(Stored dataset items)

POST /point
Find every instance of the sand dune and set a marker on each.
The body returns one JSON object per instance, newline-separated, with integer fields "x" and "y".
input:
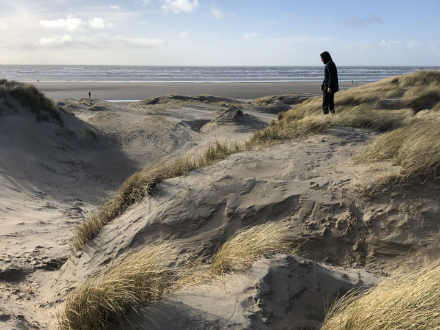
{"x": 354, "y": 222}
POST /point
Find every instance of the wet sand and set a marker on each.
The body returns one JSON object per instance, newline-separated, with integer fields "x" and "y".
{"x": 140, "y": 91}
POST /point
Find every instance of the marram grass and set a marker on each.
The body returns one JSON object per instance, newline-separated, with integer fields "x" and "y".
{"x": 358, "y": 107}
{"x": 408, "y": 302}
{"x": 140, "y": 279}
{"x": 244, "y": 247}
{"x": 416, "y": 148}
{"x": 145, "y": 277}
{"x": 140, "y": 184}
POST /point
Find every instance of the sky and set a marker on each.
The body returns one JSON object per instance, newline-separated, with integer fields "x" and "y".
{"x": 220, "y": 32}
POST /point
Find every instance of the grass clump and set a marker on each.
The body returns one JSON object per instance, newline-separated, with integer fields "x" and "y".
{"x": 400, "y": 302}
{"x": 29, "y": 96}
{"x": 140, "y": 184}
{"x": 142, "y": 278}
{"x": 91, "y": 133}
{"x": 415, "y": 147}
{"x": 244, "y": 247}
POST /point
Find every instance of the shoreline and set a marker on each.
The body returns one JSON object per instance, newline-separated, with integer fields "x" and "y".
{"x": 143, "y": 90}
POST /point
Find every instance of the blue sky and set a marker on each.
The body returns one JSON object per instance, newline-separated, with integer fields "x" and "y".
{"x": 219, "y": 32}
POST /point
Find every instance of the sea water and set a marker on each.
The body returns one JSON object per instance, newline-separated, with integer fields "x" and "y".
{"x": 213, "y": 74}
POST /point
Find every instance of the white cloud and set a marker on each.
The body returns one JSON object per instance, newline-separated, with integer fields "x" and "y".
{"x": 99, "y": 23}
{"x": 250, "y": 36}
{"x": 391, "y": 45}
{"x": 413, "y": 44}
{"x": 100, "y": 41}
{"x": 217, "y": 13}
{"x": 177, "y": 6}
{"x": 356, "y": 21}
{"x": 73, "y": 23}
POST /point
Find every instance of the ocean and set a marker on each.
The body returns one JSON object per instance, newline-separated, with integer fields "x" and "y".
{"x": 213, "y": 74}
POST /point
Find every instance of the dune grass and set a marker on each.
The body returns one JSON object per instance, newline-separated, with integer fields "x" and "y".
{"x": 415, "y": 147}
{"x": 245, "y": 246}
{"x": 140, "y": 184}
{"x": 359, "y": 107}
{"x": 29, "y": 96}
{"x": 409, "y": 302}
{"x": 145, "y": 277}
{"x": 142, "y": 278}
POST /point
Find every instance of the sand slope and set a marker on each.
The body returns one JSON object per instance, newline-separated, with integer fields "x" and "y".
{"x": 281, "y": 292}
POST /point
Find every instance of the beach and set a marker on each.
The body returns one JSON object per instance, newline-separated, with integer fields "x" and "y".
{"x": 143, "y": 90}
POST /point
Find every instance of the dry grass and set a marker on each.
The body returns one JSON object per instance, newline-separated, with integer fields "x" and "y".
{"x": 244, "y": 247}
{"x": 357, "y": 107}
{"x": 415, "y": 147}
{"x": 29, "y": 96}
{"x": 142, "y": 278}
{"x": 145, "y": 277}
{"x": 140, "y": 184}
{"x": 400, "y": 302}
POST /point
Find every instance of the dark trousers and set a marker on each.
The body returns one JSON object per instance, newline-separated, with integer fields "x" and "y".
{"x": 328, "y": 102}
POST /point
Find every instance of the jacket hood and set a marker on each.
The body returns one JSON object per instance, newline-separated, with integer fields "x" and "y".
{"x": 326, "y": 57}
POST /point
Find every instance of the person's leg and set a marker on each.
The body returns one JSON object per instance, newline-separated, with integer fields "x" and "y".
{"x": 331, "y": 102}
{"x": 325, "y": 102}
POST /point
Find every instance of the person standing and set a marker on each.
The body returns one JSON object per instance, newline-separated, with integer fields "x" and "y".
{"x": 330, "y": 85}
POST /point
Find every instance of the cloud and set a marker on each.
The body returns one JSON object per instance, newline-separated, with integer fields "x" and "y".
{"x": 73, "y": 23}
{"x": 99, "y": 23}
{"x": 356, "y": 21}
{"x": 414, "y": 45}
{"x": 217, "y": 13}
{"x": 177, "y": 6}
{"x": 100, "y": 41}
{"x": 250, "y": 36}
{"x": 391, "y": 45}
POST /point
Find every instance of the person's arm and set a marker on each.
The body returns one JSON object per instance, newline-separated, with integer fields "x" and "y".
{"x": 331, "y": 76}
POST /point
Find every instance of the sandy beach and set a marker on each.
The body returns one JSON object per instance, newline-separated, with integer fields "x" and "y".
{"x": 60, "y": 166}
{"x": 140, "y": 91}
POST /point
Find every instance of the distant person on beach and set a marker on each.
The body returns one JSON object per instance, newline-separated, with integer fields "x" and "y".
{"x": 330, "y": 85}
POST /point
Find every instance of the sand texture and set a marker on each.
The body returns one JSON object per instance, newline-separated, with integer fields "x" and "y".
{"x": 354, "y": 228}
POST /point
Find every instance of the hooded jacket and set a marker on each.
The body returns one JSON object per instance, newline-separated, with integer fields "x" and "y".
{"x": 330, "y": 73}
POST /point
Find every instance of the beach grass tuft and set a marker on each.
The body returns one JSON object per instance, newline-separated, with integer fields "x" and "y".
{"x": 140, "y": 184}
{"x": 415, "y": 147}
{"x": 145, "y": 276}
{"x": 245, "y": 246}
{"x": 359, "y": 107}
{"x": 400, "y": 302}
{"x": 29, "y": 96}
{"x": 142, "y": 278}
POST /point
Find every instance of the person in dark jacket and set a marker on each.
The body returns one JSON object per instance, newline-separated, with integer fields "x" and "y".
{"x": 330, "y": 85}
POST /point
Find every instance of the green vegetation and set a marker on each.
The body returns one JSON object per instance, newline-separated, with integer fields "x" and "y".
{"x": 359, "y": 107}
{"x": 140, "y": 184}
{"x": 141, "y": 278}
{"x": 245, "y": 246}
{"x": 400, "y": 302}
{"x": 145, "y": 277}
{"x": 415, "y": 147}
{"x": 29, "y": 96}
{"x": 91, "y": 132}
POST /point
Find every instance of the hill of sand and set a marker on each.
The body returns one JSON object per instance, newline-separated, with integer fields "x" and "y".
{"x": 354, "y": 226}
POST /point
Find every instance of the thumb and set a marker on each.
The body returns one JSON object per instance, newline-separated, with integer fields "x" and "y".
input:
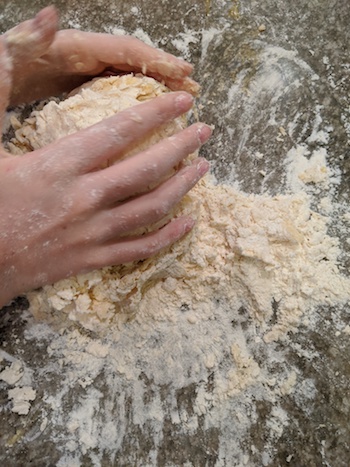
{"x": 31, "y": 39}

Written problem ▸ The listing above must be printed again exactly, minus its pictures.

Output for this exercise ▸
POST /point
Find every instance of the sand dune and set a marker on each.
The body returns one JSON object per instance, newline-separated, with integer fields "x" and "y".
input:
{"x": 354, "y": 222}
POST /point
Find every instance of the wet sand and set a marker on each.
The body returns one JSON object per instance, newline-separated, with integer fields "x" and "y".
{"x": 140, "y": 91}
POST /point
Find every instance of the marram grass and set a marker on each.
The body returns one JSON object per instance, newline-separated, with integer fields "x" and "y".
{"x": 358, "y": 107}
{"x": 408, "y": 302}
{"x": 140, "y": 279}
{"x": 244, "y": 247}
{"x": 416, "y": 148}
{"x": 145, "y": 277}
{"x": 140, "y": 184}
POST /point
Find every instance of the sky and set a marker on each.
The body returns one JSON object per instance, newline-separated, with integer fields "x" and "y".
{"x": 220, "y": 32}
POST /point
Find every instance of the grass clump and set a marker on each.
The body returns one JSON object per instance, newline-separated, with integer fields "x" and "y".
{"x": 400, "y": 302}
{"x": 29, "y": 96}
{"x": 140, "y": 184}
{"x": 142, "y": 278}
{"x": 91, "y": 133}
{"x": 415, "y": 147}
{"x": 244, "y": 247}
POST /point
Find every instance of the shoreline and set a marker on each.
The body returns one JSON object per instance, newline-separated, with integer fields "x" and "y".
{"x": 143, "y": 90}
POST /point
Find every instance of the blue sky and set a marker on each.
The body returns one JSON object per instance, newline-separated, with integer fields "x" and "y".
{"x": 219, "y": 32}
POST /point
Find every instance of the sea water and set a marker on each.
The body returns one JSON object per instance, newline-separated, with integer fields "x" and "y".
{"x": 213, "y": 74}
POST /point
Find every instance of the white cloud and set a marker on each.
The body returns one JSON object per instance, newline-separated, with integer fields "x" and "y".
{"x": 99, "y": 23}
{"x": 250, "y": 36}
{"x": 391, "y": 45}
{"x": 413, "y": 44}
{"x": 100, "y": 41}
{"x": 217, "y": 13}
{"x": 177, "y": 6}
{"x": 356, "y": 21}
{"x": 73, "y": 23}
POST /point
Find every instance of the ocean and set a marker on each.
The body returns one JSON object per instance, newline-separated, with integer fields "x" and "y".
{"x": 213, "y": 74}
POST /point
Find every instance of the dune grass and set a marker on each.
The body returns one JSON object per instance, newline-separated, with integer fields "x" and "y".
{"x": 415, "y": 147}
{"x": 245, "y": 246}
{"x": 140, "y": 184}
{"x": 359, "y": 107}
{"x": 29, "y": 96}
{"x": 409, "y": 302}
{"x": 145, "y": 277}
{"x": 142, "y": 278}
POST /point
Find every instance of the sand slope and set a marker on each.
The body returns one JSON object per instance, newline-separated, with integer fields "x" and "y".
{"x": 281, "y": 292}
POST /point
Find every instance of the beach and set a marker on each.
The body returns one JSON object per instance, newline-separated, with integer fields "x" and "y".
{"x": 143, "y": 90}
POST /point
Find every instance of the dry grass and set a marker on each.
The body returns one JSON object per instance, newline-separated, with integer fields "x" and "y".
{"x": 244, "y": 247}
{"x": 357, "y": 107}
{"x": 415, "y": 147}
{"x": 29, "y": 96}
{"x": 142, "y": 278}
{"x": 145, "y": 277}
{"x": 140, "y": 184}
{"x": 400, "y": 302}
POST /point
Find every instance of the dark trousers and set a marker on each.
The body returns one JSON object per instance, newline-separated, with integer fields "x" and "y".
{"x": 328, "y": 102}
POST /point
Find every instance of the jacket hood and set a marker on each.
The body returns one JSON object per instance, newline-separated, with integer fields "x" and "y".
{"x": 326, "y": 57}
POST /point
Find every instance of the person's leg and set a marker on each.
The body returns one JSON object per instance, newline-separated, with integer fields "x" and "y".
{"x": 331, "y": 102}
{"x": 325, "y": 102}
POST /point
Find every instance of the person standing and set a marker on each.
The body returns one JSON object per instance, newline-separated, with integer fields "x" and "y".
{"x": 330, "y": 85}
POST /point
Find every instance of the cloud and set a marker on each.
The body returns one JSON object per instance, newline-separated, with integer fields "x" and "y".
{"x": 73, "y": 23}
{"x": 99, "y": 23}
{"x": 356, "y": 21}
{"x": 414, "y": 45}
{"x": 217, "y": 13}
{"x": 177, "y": 6}
{"x": 100, "y": 41}
{"x": 250, "y": 36}
{"x": 391, "y": 45}
POST /point
Find every instance of the person's arm and set a marker on each.
The body returns one JSON object per instance, newline-separated, with integer fields "x" and "y".
{"x": 331, "y": 76}
POST /point
Find every instance of the sandy beach and set a marker on each.
The body returns one JSON object per instance, newline-separated, with integer fields "x" and "y".
{"x": 60, "y": 166}
{"x": 140, "y": 91}
POST /point
Find every instance of the distant person on beach and set a marker on each.
The body returns one JSON object per instance, newline-separated, with integer fields "x" and "y".
{"x": 330, "y": 85}
POST /point
Find every instance of the sand texture and set a marker on each.
The body returns one JSON object per instance, newline-separated, with integer fields "x" and "y".
{"x": 354, "y": 228}
POST /point
Find every instance of the hooded jacket and set a marker on each.
The body returns one JSON object per instance, newline-separated, with integer fields "x" and "y".
{"x": 330, "y": 73}
POST /point
Find every instance of the beach grass tuft and set a marker on each.
The body returns one JSON object per instance, newline-separated, with integer fields "x" and "y".
{"x": 140, "y": 184}
{"x": 415, "y": 147}
{"x": 145, "y": 276}
{"x": 245, "y": 246}
{"x": 359, "y": 107}
{"x": 400, "y": 302}
{"x": 29, "y": 96}
{"x": 142, "y": 278}
POST /point
Find every instance of the person in dark jacket and set a marker on each.
The body returns one JSON object per instance, newline-separated, with integer fields "x" and "y".
{"x": 330, "y": 85}
POST /point
Find every instance of the green vegetation and set a marker on each.
The body returns one JSON object per instance, newline-separated, with integer fields "x" and "y".
{"x": 359, "y": 107}
{"x": 140, "y": 184}
{"x": 141, "y": 278}
{"x": 245, "y": 246}
{"x": 400, "y": 302}
{"x": 145, "y": 277}
{"x": 415, "y": 147}
{"x": 29, "y": 96}
{"x": 91, "y": 132}
POST /point
Find every instance of the hill of sand and set a marker on each.
The body returns one JSON object per instance, newline-separated, with integer fields "x" and "y".
{"x": 354, "y": 226}
POST /point
Find every instance of the thumb and set a marker on each.
The body returns one JSON object per instance, newline-separated, with integer fields "x" and "y".
input:
{"x": 31, "y": 39}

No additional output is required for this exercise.